### Data in this exercise
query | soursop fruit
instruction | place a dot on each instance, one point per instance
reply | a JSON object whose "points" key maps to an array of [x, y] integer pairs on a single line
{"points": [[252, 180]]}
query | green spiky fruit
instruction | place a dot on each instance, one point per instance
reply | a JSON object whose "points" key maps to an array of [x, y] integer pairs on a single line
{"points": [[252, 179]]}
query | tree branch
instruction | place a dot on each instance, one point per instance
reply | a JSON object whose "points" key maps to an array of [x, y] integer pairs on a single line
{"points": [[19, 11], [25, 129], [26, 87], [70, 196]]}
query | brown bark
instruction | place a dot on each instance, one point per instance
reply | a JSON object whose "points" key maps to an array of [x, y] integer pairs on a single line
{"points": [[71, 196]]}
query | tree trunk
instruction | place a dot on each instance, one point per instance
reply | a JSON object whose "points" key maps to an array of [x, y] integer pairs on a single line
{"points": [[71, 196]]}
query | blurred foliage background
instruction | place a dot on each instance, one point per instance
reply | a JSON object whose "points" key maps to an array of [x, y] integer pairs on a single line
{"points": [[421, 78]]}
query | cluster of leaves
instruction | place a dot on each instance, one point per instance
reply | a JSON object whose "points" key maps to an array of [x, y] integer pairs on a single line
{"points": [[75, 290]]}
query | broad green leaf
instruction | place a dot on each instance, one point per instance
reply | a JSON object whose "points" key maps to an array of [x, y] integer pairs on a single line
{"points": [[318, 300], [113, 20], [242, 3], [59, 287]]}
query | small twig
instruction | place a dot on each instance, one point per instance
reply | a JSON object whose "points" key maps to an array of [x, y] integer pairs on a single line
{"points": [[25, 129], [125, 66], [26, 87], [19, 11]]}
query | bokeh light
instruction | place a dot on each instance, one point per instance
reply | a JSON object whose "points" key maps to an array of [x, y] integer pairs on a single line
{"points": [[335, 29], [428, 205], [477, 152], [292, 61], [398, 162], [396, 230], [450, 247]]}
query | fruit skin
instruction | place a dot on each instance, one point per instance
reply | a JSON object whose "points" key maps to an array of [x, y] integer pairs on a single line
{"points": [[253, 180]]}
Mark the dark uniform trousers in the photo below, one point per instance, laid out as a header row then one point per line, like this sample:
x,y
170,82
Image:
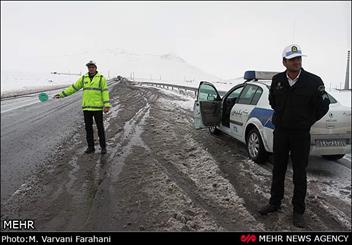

### Work required
Look over the records above, and wherever a line contains the string "green", copy that line.

### Answer section
query | green spiky fruit
query | broad green leaf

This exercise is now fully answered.